_WORK TO DO_
1: Answer these questions from the Brutal Legend review, not from the lines:
(a) Which actor does the reviewer say they love?
(b) What is the name of the roadie in the opening scene?
(c) Which three allies does the review name?
2: Continue the Brutal Legend review from the point where it stops.

I was so stoked when I was offered the chance to review Brutal Legend. I love Jack Black. I love metal music. Unfortunately I don't love this game. The schizophrenic gameplay modes and interface issues within those modes leads to an uneven interactive experience that feels a mile wide and an inch deep. Like heavy metal music, it's way over the top; when it works, it's fantastic, but when it doesn't it's like fingernails on a blackboard during a dude's first night in prison.

Brutal Legend tries to do way too much. In doing so, it doesn't do anything really well. Like the dudes in Spinal Tap, Tim Schafer and his team at Double Fine tried to go to eleven and ended up with an eighteen inch tall model of Stonehenge. You can see the seeds of something potentially great, which is what makes its spasmodic mediocrity a giant kick in the ass. It comes roaring out of the gate with it's opening scene: the noble, hardworking roadie Eddie Riggs is stuck working on a tour for this faux metal emo band who have tons of attitude and no brains. There's even a reference to their tween demographic. After sacrificing himself to save one of the little tools, he is transported to an alternate metal fantasy history via his massive belt buckle: it's actually an amulet of the fire beast Ormagoden.

The early seventies are held up as the glory days of heavy metal music, but the Double Fine team clearly saw how cheesy the genre is, and that's what made it good. The enemies in Brutal Legend are taken straight from metal album cover goodness - druids, spider monsters, studded leather clad half-naked chicks in KISS makeup - and your allies are a dude named Lars, two gals named Lita and Ophelia… and studded leather clad half-naked chicks in KISS makeup.

_INFORMATION PROVIDED_
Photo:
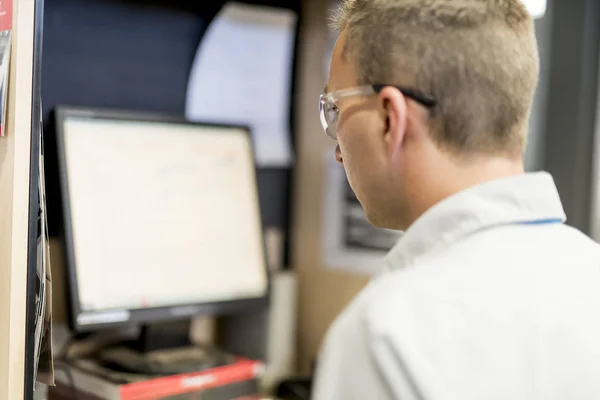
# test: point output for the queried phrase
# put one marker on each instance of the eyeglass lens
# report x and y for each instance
(329, 115)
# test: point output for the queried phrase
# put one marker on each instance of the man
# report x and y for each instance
(488, 295)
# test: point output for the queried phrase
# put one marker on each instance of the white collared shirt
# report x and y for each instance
(488, 296)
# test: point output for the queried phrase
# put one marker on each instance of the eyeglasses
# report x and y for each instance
(329, 111)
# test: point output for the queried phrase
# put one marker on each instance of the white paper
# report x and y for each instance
(537, 8)
(343, 247)
(242, 74)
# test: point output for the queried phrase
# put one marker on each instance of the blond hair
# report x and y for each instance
(478, 58)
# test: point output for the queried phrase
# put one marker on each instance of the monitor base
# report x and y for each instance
(163, 349)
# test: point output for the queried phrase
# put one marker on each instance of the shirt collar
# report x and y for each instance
(526, 198)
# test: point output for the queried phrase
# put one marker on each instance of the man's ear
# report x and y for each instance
(394, 107)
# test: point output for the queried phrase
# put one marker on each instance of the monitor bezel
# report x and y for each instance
(137, 317)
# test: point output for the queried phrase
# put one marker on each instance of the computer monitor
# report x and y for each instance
(161, 218)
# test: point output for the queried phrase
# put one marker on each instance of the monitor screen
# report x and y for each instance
(161, 216)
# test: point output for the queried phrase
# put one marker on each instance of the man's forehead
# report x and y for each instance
(342, 73)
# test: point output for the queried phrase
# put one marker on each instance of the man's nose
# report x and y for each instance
(338, 154)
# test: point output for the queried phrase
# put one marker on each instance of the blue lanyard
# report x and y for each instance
(543, 222)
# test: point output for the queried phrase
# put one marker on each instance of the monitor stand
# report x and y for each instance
(163, 349)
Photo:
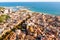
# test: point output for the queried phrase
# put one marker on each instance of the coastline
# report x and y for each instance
(29, 21)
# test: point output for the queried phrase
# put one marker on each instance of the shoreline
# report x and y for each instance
(22, 7)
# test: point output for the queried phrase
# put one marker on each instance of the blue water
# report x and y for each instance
(44, 7)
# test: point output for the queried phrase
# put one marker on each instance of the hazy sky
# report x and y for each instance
(29, 0)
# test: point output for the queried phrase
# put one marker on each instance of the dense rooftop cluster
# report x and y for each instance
(27, 25)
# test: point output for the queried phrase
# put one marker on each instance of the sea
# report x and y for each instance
(52, 8)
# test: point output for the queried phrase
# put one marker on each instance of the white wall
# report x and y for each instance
(29, 0)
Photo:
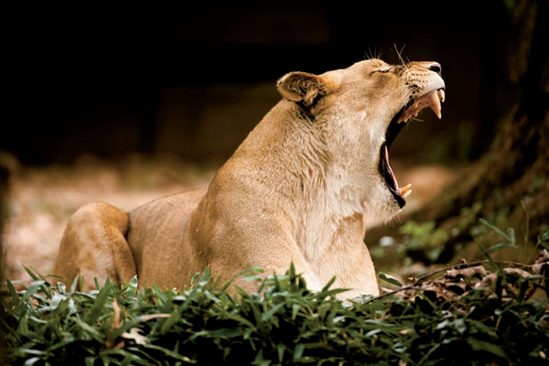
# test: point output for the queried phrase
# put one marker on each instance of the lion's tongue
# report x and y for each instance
(390, 178)
(431, 100)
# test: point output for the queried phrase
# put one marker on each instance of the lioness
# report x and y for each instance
(300, 189)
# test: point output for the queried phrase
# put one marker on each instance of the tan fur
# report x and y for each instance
(301, 189)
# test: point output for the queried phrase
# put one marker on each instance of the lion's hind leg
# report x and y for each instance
(94, 246)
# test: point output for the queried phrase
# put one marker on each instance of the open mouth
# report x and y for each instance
(432, 100)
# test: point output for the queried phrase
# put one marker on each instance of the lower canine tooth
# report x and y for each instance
(405, 191)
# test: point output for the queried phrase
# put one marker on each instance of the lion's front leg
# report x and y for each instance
(94, 247)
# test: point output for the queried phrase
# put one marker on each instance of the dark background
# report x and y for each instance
(193, 80)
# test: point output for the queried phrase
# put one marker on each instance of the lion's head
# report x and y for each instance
(360, 111)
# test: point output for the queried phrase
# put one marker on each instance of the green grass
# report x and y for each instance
(460, 319)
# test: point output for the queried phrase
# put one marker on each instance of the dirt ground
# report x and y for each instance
(42, 199)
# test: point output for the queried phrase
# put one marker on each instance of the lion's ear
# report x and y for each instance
(304, 87)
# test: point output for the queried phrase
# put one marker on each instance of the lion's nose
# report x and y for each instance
(435, 67)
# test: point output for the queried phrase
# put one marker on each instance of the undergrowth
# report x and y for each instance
(479, 313)
(283, 324)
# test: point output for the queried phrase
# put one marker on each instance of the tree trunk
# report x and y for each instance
(509, 184)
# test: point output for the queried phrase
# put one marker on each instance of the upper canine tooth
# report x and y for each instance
(441, 95)
(435, 104)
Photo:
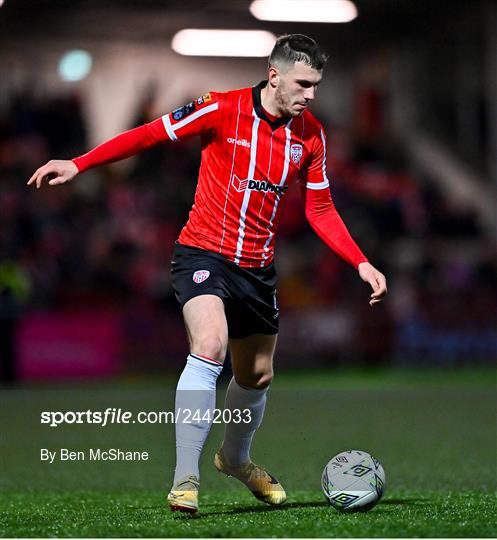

_FINAL RESULTS_
1:
(a) Jack Black
(b) Eddie Riggs
(c) Lars, Lita and Ophelia

2:
The early levels introducing Eddie's melee weapons - a giant axe and a guitar named "Clementine" - and his chick magnet car, the Druid Plough, are fantastic. They're funny as hell, the female characters aren't annoying, and the character designs are good… if a little cartoony for an M-Rated title. And it's definitely an M-Rated title: even with the swear filter on and the bloody decapitations turned off, there's too much bondage gear for this game to be suitable for younger players.

But I'm not a younger player, so an hour into the game, I was having a great time. At that point, however, it was a standard adventure title, and that was all I really needed it to be. Ozzie Osbourne is the Guardian of Metal, and there are very subtle homoerotic tendencies to Lars, the leader of the resistance to Emperor Doviculus. Lars is something of a Bon Jovi clone who's very concerned about his hair and his waistline, and has a history with Lionwhyte, a villain who uses his hair to fly and looks like a cross between Dee Snyder, David Bowie, and Mystique from Jem and the Holograms.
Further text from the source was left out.